==== BRANO ====

In questo campo lo stato è totalmente inesistente, fatta eccezione per i militari che all’epoca della dittatura erano tutelati, e possono godere di un sistema contributivo più simile a quello esistente nei paesi europei.

I cileni versano ogni mese una quota pari al 10% del loro stipendio in fondi pensione. Questi ultimi investono il denaro così raccolto e garantiscono una pensione grazie alle rendite di tali operazioni finanziarie. Il problema è che a fronte di lauti guadagni da parte dei fondi di investimento, le pensioni erogate sono decisamente basse. Addirittura al di sotto di quello che dovrebbe essere il salario minimo garantito nel paese, pari a circa 410 dollari al mese.

Sono ormai dieci anni che si parla di riformare il sistema pensionistico cileno, ma pochi progressi sono stati fatti. Il governo Piñera è riuscito ad introdurre un leggero cambiamento, approvando una legge che obbliga il datore di lavoro a pagare al fondo pensione il 4% dello stipendio del dipendente, ma non si sono ottenuti risultati apprezzabili.

Inoltre è stata introdotta una pensione “sociale” per coloro che non hanno un lavoro e quindi non possono versare una parte del proprio salario per finanziare i fondi pensione. Nonostante alcuni aumenti di tale pensione “sociale”, la situazione rimane critica.

Gli abitanti del Cile vivono situazioni simili a quelle descritte, in tutti i campi della vita. Anche fare la spesa, da quelle parti, è un’operazione molto costosa.

Questo perché l’assenza di una regolamentazione del mercato ha determinato l’affermarsi di una situazione non concorrenziale in quasi tutti i settori.

Nel sistema pensionistico, in quello sanitario, nella grande distribuzione esistono situazioni monopolistiche od oligopolistiche. Le poche aziende presenti nei diversi mercati si accordano per mantenere elevati i prezzi a tutto danno del consumatore cileno, che come abbiamo visto non naviga esattamente nell’oro.

Se è dunque vero che le politiche economiche neoliberiste hanno consentito al paese di raggiungere ottimi risultati rispetto ad alcuni importanti parametri economici, il prezzo di tale sviluppo è ricaduto totalmente sulle masse popolari, già vessate dalla diseguaglianza di cui il paese è ostaggio da secoli.

[La favelas di Campamento a Santiago del Cile]. Credits to Patricio Fuentes

L’aumento del prezzo del biglietto della metropolitana di Santiago, seguito ad un aumento delle tasse su luce e gas, in una situazione di per sé esplosiva, è stata la scintilla che ha determinato la deflagrazione.

==== INFORMAZIONI ====

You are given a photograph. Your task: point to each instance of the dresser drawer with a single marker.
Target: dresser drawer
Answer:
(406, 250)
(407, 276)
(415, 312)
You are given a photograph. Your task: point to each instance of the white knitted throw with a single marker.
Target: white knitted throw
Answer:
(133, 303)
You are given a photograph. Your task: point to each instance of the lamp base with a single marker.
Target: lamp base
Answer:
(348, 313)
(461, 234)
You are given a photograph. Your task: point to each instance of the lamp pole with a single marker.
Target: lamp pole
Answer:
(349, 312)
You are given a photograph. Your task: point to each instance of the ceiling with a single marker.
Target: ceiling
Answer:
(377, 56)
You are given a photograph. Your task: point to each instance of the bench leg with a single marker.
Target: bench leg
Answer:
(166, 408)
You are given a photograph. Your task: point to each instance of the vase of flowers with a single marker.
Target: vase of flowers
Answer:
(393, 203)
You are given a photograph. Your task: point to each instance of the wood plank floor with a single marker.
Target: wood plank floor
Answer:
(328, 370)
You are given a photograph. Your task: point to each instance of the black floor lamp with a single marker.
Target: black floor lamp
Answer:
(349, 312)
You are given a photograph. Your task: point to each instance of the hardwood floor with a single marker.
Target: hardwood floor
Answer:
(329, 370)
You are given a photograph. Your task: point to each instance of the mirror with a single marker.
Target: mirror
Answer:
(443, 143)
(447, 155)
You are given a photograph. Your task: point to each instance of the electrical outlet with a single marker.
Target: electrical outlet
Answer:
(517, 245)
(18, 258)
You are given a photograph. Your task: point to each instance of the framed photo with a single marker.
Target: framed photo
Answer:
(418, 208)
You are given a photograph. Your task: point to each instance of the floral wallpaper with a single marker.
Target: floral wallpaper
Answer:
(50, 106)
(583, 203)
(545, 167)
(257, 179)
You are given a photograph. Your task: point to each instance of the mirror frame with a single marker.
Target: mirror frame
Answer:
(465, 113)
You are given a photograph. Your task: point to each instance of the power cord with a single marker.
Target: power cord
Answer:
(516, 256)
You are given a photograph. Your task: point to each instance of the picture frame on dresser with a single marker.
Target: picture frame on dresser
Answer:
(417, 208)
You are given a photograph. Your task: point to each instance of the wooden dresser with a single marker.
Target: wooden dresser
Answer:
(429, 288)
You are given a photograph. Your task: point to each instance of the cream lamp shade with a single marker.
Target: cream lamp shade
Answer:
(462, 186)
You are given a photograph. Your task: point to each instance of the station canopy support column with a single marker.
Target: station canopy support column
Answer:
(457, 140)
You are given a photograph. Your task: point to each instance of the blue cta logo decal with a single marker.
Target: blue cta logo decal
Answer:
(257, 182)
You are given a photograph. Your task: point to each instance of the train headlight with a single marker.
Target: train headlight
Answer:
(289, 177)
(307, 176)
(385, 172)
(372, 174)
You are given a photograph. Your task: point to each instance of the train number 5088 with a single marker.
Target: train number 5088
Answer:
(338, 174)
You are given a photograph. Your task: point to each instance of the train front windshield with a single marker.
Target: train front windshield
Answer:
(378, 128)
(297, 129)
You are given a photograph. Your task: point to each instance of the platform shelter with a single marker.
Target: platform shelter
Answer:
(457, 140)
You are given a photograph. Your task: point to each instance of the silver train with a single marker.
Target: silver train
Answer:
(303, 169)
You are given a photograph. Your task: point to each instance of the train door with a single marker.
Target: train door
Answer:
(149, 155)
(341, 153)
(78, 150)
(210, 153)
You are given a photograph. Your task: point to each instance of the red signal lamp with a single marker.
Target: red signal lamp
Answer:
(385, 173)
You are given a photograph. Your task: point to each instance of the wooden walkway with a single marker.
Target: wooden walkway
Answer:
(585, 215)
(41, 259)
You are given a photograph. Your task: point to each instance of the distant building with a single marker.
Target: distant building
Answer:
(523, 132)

====

CONSEGNA -
Prosegui il brano sulla crisi sociale in Cile a partire dalla sua ultima frase. Il materiale non ha alcun ruolo in questo esercizio.

SVOLGIMENTO -
In un’intervista a Il Foglio Eugenio Tironi – personaggio chiave della storia cilena, pragmatico consigliere socialista dell’ex presidente Patricio Aylwin, già direttore della Segreteria alla Comunicazione alla Cultura – ha messo in parallelo quello che sta accadendo in Cile con i movimenti sessantottini europei:

“In Cile c’è oggi una sindrome simile a quella che ci fu nell’Europa prospera e soddisfatta di fine anni Sessanta. La sensazione che si è fatto un grande sforzo, che si è avanzati materialmente, ma che la vita non ha senso. Che la democrazia è catturata da intermediari. Che la distanza economica e sociale tra il popolo e l’élite si mantiene o aumenta. Sono anche collassate alcune istituzioni in passato rispettate come la chiesa, la famiglia o i Carabineros”.

Eugenio Tironi
[Un dimostrante suona il tamburo di fronte ad un mezzo della polizia che spara acqua sulla folla di manifestanti]. Reuters/Edgard Garrido

L’8 marzo sono scese in piazza 2 milioni di donne, che rivendicavano tra le altre cose le istanze delle proteste di fine 2019. E le opposizioni hanno richiesto a gran voce una riforma della Costituzione.

I partiti politici sono riusciti ad accordarsi ed è stato indetto un referendum popolare, che inizialmente avrebbe dovuto tenersi in questo mese, aprile del 2020, ma che a causa della crisi pandemica relativa al virus SARS-CoV-2 è stato rimandato ad ottobre.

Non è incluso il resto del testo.